## Task requirements:
Set down exactly the lines from the one containing "of the mulch" through the last line of the data below, and no others.

Start of Block

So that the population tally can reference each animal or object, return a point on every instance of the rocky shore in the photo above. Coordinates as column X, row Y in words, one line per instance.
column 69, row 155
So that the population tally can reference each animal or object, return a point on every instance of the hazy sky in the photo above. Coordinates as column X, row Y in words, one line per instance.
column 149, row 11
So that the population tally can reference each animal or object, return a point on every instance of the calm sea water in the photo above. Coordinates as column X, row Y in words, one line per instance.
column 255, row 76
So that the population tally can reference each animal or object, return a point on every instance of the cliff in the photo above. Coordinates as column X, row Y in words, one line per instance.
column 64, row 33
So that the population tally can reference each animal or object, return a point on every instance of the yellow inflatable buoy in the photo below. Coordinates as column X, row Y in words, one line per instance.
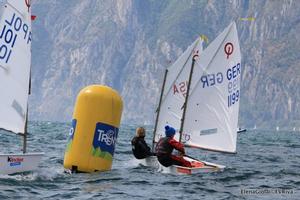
column 95, row 126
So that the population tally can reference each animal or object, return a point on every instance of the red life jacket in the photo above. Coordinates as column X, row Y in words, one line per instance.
column 163, row 147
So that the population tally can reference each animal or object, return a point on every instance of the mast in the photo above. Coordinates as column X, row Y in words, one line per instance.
column 25, row 133
column 187, row 96
column 158, row 109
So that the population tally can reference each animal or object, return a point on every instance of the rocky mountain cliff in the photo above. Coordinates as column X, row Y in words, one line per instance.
column 126, row 44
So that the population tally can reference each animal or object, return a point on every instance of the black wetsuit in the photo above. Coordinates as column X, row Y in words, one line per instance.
column 140, row 148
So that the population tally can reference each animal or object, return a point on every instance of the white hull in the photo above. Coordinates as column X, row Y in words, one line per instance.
column 16, row 163
column 175, row 169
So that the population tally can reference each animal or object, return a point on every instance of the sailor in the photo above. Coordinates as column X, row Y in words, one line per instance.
column 140, row 148
column 164, row 149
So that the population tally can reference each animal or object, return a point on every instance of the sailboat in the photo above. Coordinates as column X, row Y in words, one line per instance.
column 205, row 111
column 15, row 64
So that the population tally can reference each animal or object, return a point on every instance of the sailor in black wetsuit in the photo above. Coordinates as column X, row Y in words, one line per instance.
column 140, row 148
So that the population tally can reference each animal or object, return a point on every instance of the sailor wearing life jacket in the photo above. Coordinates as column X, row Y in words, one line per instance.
column 140, row 148
column 164, row 149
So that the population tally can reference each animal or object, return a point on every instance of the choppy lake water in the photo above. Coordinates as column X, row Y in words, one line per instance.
column 266, row 166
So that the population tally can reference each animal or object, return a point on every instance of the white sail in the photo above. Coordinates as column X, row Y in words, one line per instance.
column 175, row 90
column 15, row 61
column 213, row 105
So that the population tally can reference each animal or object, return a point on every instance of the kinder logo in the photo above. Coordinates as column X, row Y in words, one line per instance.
column 14, row 161
column 105, row 137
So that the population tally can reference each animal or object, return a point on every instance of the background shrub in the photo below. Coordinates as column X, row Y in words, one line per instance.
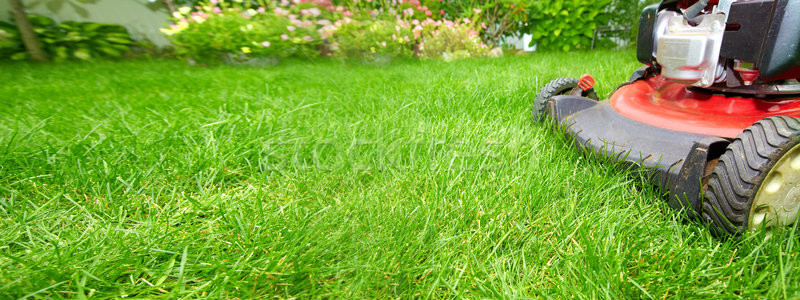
column 67, row 40
column 566, row 24
column 373, row 40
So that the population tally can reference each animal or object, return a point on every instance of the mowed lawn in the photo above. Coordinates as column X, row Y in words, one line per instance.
column 321, row 179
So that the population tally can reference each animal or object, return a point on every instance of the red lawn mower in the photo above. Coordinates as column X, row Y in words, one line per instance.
column 714, row 116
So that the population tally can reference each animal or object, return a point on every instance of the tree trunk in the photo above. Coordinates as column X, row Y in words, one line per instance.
column 26, row 31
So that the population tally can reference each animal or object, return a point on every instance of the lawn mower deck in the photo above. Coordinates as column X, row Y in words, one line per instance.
column 713, row 117
column 675, row 133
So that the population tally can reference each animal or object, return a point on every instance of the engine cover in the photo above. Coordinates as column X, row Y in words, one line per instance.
column 689, row 54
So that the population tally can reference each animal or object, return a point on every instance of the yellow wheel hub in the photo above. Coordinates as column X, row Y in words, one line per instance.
column 778, row 199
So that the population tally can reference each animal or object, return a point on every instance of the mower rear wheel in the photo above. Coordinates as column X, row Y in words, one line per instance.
column 558, row 86
column 756, row 183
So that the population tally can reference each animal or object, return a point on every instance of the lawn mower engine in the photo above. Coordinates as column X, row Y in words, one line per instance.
column 713, row 116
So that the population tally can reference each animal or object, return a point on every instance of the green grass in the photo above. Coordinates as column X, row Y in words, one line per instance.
column 415, row 179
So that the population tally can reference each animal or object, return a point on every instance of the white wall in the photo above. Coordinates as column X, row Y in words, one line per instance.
column 142, row 17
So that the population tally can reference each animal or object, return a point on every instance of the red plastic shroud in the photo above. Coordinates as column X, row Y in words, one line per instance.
column 671, row 105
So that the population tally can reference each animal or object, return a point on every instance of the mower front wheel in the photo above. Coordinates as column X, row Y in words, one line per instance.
column 558, row 86
column 756, row 183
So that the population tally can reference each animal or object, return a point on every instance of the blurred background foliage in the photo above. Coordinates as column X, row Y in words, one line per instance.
column 216, row 29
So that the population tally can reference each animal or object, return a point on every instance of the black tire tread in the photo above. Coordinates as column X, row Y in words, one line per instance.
column 555, row 87
column 741, row 169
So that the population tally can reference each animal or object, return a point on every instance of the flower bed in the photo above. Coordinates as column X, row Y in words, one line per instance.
column 220, row 29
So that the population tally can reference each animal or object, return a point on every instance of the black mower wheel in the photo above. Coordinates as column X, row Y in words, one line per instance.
column 756, row 182
column 558, row 86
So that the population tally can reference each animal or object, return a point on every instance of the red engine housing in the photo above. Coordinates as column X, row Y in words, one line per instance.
column 676, row 106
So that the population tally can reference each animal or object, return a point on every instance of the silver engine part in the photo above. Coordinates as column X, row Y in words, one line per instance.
column 687, row 53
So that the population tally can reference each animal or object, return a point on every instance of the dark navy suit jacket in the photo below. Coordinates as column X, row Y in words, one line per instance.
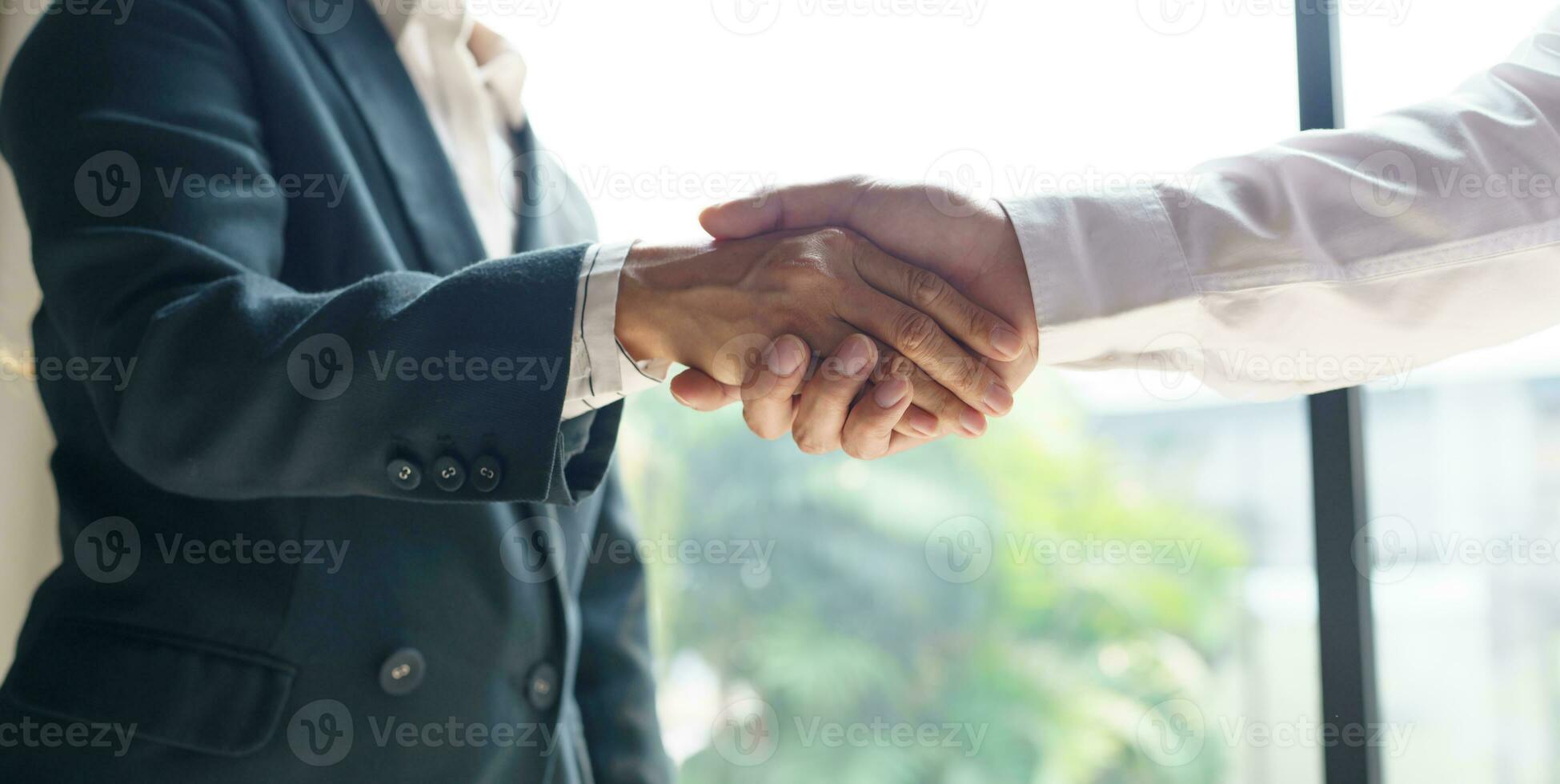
column 289, row 555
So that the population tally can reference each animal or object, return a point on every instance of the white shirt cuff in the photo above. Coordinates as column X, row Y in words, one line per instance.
column 601, row 371
column 1106, row 273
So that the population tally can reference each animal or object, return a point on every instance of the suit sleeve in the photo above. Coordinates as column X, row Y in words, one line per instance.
column 245, row 387
column 615, row 688
column 1325, row 261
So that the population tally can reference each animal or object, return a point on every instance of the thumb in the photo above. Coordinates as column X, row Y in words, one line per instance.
column 788, row 208
column 744, row 217
column 700, row 392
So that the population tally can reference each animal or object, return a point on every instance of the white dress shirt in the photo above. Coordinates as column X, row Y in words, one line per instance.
column 475, row 108
column 1323, row 261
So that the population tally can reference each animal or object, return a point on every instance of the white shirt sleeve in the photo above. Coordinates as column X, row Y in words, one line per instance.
column 601, row 371
column 1325, row 261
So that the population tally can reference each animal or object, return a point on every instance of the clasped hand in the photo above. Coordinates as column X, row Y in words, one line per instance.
column 910, row 358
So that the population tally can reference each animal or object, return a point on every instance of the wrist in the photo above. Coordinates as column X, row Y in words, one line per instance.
column 646, row 322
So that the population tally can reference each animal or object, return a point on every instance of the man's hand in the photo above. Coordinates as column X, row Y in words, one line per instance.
column 718, row 307
column 971, row 245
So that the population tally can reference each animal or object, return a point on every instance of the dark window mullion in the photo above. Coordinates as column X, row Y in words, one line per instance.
column 1337, row 455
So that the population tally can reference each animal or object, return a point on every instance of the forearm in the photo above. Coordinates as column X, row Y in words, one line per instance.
column 1414, row 238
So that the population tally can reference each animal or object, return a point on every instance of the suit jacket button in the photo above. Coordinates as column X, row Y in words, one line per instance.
column 542, row 686
column 448, row 474
column 404, row 474
column 486, row 474
column 403, row 672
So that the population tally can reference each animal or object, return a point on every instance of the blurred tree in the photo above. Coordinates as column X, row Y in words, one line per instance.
column 1045, row 670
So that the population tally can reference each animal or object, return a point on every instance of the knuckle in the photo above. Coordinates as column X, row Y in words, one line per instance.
column 925, row 289
column 915, row 331
column 813, row 445
column 964, row 373
column 860, row 451
column 833, row 239
column 760, row 426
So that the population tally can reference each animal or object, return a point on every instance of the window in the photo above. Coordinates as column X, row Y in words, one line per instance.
column 985, row 611
column 1464, row 466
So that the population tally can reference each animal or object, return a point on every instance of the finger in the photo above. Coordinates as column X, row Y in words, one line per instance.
column 825, row 399
column 700, row 392
column 936, row 410
column 904, row 443
column 869, row 429
column 922, row 342
column 768, row 415
column 772, row 210
column 916, row 420
column 927, row 292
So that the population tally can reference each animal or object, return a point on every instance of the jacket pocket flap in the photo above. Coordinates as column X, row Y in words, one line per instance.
column 184, row 693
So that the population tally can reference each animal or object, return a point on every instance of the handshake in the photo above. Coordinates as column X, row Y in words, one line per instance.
column 917, row 295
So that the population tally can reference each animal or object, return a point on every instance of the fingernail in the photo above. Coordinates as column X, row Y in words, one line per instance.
column 889, row 393
column 1007, row 342
column 972, row 422
column 856, row 354
column 999, row 399
column 785, row 356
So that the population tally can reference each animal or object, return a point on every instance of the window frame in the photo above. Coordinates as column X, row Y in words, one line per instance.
column 1345, row 624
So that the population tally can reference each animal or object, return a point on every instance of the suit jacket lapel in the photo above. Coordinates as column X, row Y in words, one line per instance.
column 364, row 58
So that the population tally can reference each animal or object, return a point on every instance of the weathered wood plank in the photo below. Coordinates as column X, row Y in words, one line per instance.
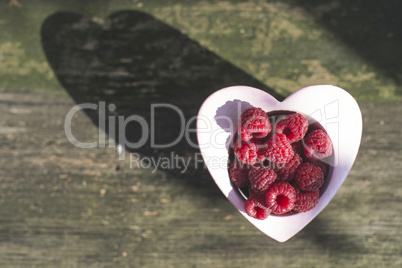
column 69, row 207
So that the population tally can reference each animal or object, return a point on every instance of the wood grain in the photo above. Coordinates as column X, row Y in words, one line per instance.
column 62, row 206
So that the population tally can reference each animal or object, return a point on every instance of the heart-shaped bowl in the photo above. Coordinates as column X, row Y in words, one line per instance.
column 332, row 107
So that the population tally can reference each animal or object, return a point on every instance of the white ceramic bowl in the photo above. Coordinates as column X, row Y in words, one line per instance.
column 334, row 108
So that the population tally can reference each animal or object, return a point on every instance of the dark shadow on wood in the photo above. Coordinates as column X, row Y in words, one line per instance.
column 371, row 28
column 133, row 60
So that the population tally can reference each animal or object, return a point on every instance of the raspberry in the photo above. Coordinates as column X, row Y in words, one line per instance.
column 306, row 201
column 254, row 123
column 238, row 173
column 261, row 178
column 298, row 148
column 246, row 152
column 317, row 144
column 256, row 207
column 281, row 197
column 288, row 171
column 321, row 164
column 278, row 149
column 309, row 177
column 294, row 126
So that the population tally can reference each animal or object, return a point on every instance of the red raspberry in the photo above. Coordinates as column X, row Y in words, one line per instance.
column 278, row 149
column 261, row 178
column 309, row 177
column 298, row 148
column 256, row 207
column 321, row 164
column 317, row 144
column 246, row 152
column 288, row 171
column 238, row 173
column 254, row 122
column 294, row 126
column 281, row 197
column 306, row 201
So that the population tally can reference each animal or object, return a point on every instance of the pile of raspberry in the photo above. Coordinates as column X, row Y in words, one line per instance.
column 279, row 161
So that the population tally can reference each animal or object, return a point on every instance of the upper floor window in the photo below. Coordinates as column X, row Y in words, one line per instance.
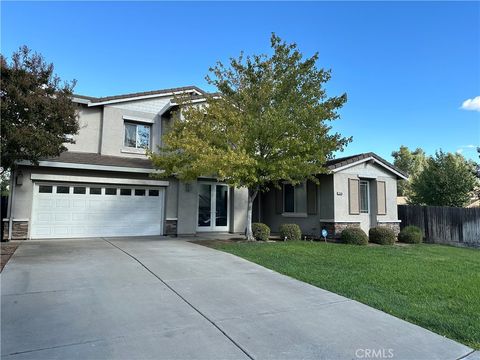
column 294, row 198
column 137, row 135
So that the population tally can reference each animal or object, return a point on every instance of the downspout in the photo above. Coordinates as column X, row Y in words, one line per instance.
column 10, row 204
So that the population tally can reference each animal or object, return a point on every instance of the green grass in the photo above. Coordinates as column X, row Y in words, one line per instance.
column 434, row 286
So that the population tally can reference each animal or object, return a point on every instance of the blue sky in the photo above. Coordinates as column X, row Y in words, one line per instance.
column 407, row 67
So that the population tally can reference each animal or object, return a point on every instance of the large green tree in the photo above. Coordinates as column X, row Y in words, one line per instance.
column 447, row 180
column 411, row 162
column 268, row 123
column 37, row 111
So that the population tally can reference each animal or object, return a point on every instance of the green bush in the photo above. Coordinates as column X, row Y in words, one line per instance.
column 261, row 232
column 382, row 235
column 355, row 236
column 411, row 235
column 291, row 232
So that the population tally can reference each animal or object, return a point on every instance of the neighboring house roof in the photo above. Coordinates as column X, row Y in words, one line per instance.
column 93, row 101
column 336, row 165
column 401, row 200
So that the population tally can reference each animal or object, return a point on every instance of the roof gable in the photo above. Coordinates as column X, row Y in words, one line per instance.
column 96, row 101
column 339, row 164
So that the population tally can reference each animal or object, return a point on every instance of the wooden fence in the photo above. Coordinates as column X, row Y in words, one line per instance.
column 442, row 224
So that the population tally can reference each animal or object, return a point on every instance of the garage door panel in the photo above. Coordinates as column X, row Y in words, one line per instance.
column 88, row 215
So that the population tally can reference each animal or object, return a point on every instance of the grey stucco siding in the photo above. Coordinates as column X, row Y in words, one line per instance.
column 371, row 173
column 309, row 223
column 90, row 130
column 113, row 131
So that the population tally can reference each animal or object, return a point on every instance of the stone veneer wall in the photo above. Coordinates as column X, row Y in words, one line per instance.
column 395, row 226
column 19, row 230
column 170, row 227
column 335, row 228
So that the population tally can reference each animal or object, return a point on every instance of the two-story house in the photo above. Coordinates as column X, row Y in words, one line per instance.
column 102, row 185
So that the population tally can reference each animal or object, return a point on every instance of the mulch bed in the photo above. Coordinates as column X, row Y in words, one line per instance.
column 8, row 248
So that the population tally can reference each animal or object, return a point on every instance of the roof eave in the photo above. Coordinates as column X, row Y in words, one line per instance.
column 376, row 161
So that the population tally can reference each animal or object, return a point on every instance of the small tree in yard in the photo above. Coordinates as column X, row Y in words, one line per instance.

End of Block

## Completed exercise:
So that the population tally can reference each animal or object, return a point on every instance of the mulch bed in the photo above. Coordinates as column X, row Y in words, one line per instance.
column 8, row 248
So that the population tally can reference each animal or object, return a point on every instance of the roof eave in the photo above. Coordinates as column X, row Y in words, one line per instance.
column 376, row 161
So that the population tally can reference each animal or object, return a point on every instance of the small tree in yard in the photo above. Coordinates as column X, row Y in words, one line per instance.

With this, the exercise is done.